[To be done] Format the stretch from the line containing "of the climbing" through the line containing "[[188, 330]]" as a JSON list of strings, one per line, skipping blank lines.

Recorded data:
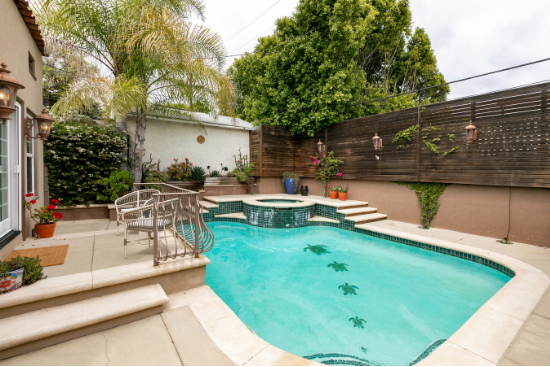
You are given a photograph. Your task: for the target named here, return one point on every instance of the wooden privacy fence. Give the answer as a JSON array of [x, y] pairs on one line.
[[512, 146]]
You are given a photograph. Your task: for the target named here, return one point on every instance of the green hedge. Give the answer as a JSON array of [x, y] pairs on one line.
[[77, 157]]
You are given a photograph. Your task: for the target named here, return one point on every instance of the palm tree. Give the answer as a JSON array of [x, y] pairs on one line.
[[157, 60]]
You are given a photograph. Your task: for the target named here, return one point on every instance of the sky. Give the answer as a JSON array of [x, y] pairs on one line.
[[468, 37]]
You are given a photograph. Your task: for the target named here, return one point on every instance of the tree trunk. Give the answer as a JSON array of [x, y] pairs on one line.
[[139, 144], [122, 126]]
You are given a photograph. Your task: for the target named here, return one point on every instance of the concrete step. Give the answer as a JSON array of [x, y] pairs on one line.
[[366, 218], [357, 211], [38, 329]]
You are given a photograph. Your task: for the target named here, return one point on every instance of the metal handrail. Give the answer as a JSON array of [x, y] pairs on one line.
[[187, 223]]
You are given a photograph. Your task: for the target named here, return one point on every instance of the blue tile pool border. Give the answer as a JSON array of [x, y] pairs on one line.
[[330, 212]]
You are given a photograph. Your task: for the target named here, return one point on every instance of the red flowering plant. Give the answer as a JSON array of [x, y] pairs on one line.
[[180, 171], [44, 215], [327, 167]]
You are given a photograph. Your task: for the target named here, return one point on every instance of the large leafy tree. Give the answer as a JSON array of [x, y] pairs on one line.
[[331, 55], [155, 56]]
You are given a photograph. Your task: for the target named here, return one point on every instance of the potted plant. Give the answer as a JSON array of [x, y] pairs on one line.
[[44, 217], [334, 192], [291, 180], [327, 167], [343, 193], [243, 171], [19, 271]]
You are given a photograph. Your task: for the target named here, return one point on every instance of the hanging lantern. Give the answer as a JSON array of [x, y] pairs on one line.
[[377, 141], [471, 132], [321, 147], [44, 123], [8, 93]]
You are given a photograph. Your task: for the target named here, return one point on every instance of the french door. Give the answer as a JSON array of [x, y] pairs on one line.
[[10, 173]]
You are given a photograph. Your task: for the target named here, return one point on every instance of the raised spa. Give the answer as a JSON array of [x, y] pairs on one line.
[[341, 297]]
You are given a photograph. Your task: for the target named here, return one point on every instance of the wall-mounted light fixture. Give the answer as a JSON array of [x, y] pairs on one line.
[[471, 132], [8, 93], [377, 141], [322, 148], [44, 123]]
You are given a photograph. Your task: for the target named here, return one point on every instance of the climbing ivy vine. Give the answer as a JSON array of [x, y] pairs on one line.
[[408, 133], [428, 194]]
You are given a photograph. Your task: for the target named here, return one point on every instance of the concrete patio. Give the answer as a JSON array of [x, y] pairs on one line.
[[188, 330]]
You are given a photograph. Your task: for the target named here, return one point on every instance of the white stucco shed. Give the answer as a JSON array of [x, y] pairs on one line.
[[167, 138]]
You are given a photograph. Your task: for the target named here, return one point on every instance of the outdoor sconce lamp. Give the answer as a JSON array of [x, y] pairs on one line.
[[322, 148], [44, 123], [471, 132], [377, 141], [8, 93]]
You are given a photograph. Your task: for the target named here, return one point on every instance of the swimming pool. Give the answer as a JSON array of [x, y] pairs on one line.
[[325, 293]]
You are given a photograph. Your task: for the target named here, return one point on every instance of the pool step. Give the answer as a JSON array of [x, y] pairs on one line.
[[357, 211], [366, 218], [38, 329], [207, 205], [232, 216]]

[Final result]
[
  "You are given a photograph. Your task: for the target named here, return one point on every instance of the climbing ivy vine. Give the answer as a JSON array of [x, y] pairs on one line.",
  "[[408, 133], [428, 194]]",
  "You are given a photograph. Your task: for the target named here, return one point on every instance of the concrete patio. Give the answer as a JSON array of [x, y] pairs on one line.",
  "[[188, 330]]"
]